═════ Data records

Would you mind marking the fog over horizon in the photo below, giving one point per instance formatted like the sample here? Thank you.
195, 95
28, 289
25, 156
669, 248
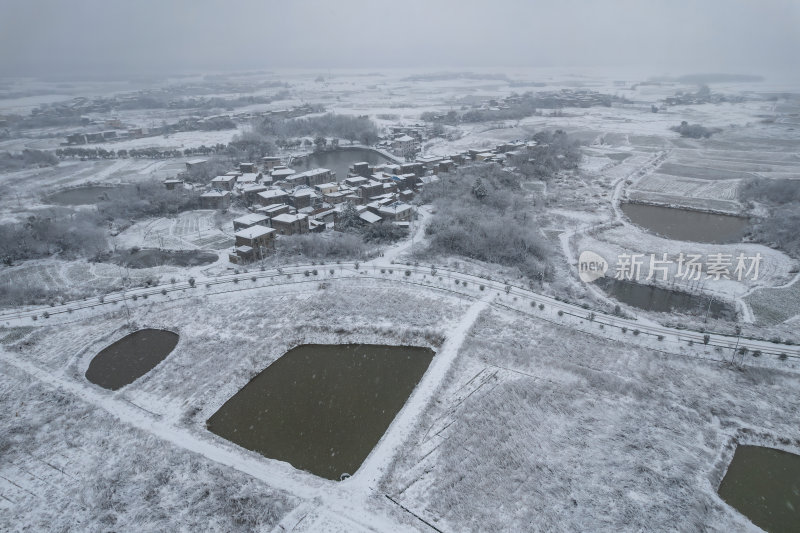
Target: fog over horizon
51, 38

══════════

Exercise prompt:
Rewrite the items above, changing "fog over horizon" to "haze over horizon" everywhere and keeping everything else as it is. Leave out the pictures.

Correct output:
Would you mind marking the haze over horizon in the photo below, giving one point per instance formatted like the sample here? Thank you.
195, 95
28, 289
25, 156
669, 248
Target: haze over horizon
51, 38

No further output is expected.